Records for this exercise:
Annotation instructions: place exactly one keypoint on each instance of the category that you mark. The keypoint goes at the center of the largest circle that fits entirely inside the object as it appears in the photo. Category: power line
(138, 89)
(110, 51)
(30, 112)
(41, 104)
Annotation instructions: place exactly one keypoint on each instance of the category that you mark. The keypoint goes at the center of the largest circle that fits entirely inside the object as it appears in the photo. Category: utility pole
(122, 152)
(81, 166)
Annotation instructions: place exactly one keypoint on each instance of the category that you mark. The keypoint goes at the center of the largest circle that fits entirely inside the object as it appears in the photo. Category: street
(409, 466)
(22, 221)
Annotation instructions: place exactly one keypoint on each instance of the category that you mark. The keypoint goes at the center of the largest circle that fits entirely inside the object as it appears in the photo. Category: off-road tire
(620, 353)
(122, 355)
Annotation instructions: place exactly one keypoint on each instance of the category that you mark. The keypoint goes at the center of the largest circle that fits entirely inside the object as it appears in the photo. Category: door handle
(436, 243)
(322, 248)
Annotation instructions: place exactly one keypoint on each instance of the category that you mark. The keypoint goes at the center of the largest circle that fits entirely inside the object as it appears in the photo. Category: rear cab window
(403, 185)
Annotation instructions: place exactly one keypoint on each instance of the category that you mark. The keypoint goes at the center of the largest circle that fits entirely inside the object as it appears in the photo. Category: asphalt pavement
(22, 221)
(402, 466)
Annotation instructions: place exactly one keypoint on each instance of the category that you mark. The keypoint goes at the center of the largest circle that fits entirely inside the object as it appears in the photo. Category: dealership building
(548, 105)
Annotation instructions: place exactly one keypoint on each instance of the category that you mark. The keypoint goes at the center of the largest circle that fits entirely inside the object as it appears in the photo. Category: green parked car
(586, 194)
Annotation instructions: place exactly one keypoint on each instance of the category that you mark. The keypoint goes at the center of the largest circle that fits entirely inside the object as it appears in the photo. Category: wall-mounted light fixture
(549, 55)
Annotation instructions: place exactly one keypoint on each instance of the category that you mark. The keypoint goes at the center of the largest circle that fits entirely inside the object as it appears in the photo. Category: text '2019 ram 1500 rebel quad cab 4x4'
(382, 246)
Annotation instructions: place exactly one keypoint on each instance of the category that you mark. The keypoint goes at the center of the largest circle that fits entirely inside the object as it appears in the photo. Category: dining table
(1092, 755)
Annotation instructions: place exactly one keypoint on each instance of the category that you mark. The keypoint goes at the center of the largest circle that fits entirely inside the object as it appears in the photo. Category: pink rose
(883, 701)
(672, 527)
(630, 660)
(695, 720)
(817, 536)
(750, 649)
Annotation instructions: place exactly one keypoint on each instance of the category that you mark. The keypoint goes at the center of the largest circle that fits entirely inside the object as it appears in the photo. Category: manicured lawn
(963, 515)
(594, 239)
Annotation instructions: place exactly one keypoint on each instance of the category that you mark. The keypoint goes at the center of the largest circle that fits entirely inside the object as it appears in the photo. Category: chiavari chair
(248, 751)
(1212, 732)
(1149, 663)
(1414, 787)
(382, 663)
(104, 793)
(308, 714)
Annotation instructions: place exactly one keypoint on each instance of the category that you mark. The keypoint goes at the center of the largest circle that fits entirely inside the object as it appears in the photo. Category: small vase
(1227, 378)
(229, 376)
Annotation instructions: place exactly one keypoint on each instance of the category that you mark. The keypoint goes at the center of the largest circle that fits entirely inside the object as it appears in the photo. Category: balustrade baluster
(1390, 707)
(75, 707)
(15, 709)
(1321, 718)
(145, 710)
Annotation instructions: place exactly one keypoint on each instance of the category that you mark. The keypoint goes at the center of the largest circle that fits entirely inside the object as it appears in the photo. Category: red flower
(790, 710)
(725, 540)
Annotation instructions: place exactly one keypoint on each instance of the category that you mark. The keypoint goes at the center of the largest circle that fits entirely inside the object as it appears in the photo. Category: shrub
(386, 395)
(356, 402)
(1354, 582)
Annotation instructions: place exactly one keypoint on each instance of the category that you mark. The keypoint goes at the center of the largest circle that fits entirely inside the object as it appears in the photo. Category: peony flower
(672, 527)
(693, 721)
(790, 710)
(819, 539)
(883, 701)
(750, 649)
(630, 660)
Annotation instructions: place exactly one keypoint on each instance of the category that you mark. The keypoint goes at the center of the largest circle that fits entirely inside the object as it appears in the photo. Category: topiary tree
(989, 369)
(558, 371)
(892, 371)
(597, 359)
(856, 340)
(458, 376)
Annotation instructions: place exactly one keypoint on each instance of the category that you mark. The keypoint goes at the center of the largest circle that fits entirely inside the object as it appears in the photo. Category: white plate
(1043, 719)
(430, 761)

Task goal: Your output consists solely of the lines from the one with "Category: topiary tree" through the last line, copied exactly.

Answer to the exercise:
Annotation instructions: place exactly one keypoint on each instance of the category that you mark. The keypoint goes at the center of the largest circle that fits entirely inside the object as it appears in the photo. Category: topiary tree
(989, 369)
(558, 371)
(892, 371)
(597, 359)
(856, 340)
(458, 376)
Annotation instructions: place exactly one keypoint on each instance of the category that you mark. The keypoint goes at the center of the largest circle that fits entirely inside the object as it appears in the photo. Category: white plate
(1043, 719)
(430, 761)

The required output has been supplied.